• _Exercise prompt_
After reading the records, print them all again exactly as they stand.
#### Dataset content ####
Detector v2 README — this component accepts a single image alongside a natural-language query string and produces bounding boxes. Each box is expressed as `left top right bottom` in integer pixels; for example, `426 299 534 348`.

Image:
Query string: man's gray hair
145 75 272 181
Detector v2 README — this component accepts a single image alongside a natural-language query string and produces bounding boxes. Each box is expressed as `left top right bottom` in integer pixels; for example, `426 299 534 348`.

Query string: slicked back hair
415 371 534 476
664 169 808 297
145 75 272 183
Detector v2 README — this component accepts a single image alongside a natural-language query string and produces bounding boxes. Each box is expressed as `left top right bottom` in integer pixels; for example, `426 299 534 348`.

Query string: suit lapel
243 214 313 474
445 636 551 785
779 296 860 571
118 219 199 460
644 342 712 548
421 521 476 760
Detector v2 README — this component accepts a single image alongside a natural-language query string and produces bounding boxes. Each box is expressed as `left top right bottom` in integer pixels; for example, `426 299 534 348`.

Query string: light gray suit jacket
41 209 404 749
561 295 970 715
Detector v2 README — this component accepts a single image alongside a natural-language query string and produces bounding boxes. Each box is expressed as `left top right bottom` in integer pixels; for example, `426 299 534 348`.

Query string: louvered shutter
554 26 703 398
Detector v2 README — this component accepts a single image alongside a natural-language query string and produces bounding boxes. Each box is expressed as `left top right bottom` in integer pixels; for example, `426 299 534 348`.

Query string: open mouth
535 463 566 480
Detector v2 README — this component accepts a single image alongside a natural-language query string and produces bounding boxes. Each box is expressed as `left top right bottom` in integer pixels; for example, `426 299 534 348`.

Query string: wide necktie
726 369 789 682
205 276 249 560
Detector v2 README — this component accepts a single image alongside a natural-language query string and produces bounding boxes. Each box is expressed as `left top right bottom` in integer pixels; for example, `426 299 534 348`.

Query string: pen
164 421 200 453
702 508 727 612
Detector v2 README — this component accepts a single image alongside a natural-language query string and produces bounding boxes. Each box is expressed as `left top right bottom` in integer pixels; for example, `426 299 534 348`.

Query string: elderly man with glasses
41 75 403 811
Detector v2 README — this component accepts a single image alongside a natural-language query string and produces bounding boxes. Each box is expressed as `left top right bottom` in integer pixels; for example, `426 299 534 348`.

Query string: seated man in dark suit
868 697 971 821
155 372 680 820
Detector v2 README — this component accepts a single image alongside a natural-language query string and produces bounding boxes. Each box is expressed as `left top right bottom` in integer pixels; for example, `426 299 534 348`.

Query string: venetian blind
####
• _Answer for the task_
Detector v2 README — this component accepts a single image alongside a natural-language query string and produces bounding boxes. Each box is expressed as `left top right bottom` in integer pixels; for example, `426 299 534 348`.

Image:
Query string: man's gray hair
145 75 272 181
Detector v2 README — this component accepts a single image alongside a natural-language query string and produces bounding boxes. Each box is expressed as `left top right bottom` in integer pixels; for example, `426 299 534 348`.

Query string: slicked back hair
415 371 534 476
664 169 808 297
145 75 272 183
Detector v2 README — this component accepts a single image alongside a natural-language query string and produces bounding boxes. Each box is expressed as `left top right bottom` in integer pixels; for example, `426 299 534 348`.

Query string: suit lapel
243 214 313 474
445 636 551 785
779 296 860 571
118 219 199 460
644 342 712 548
421 521 476 760
Detector v2 README — this component accepts a single image alongside a natural-language query string and produces bounding boxes. Each box is expressed as `left top right bottom` in integer pixels; for example, `426 299 534 348`.

Query string: light gray suit jacket
41 209 404 749
561 295 970 715
Detector v2 README — this component accepts a single image alongside a natural-language query string and produces bounding boxes. Each box is expressed as `left top right bottom` in integer pixels; for example, `426 299 534 348`.

Query string: louvered shutter
554 26 703 398
Detector v2 README — this component accepts a single image alongside a natural-language query string and produces bounding boxes. Each box is expressed as `left top right bottom` in integer pixels; for example, `426 299 534 348`.

Query string: open mouth
535 463 566 480
Detector v2 README — this component accepts a single image alongside a natural-language query string and produces bounding boxes. Each box is expressed as `left top right bottom` in integer pixels; for example, `426 299 534 348`.

Query string: wide necktie
726 369 789 682
205 276 249 560
Detector v2 README — this component accepts a single image alongside a natural-language query string and produces bounding boxes. Each box is expressed as `left top right bottom` in integer pixels; for example, `426 299 534 348`.

Query string: pen
164 421 200 453
702 508 727 612
Detector v2 README — this component accepts a single image alongside a natural-language query string and produces bounding boxes. Each box is expressed as `left top right bottom` in integer pixels; for example, `426 299 534 348`.

Query string: elderly man with glasses
41 75 403 811
Detector v2 README — this component accepts a single image alongside a natural-language query string and produces bounding boxes. Each box is expressed as `left top right bottom` in integer pixels; for example, `426 299 534 348`.

Query string: seated man in dark suit
868 697 971 821
155 372 680 820
Detector v2 README — this component accepts a single image alongside a natural-language query string and produces bounding boxes. Each box is expressed as `left top right bottom` in integer pixels; for example, `426 299 534 348`.

Query string: venetian blind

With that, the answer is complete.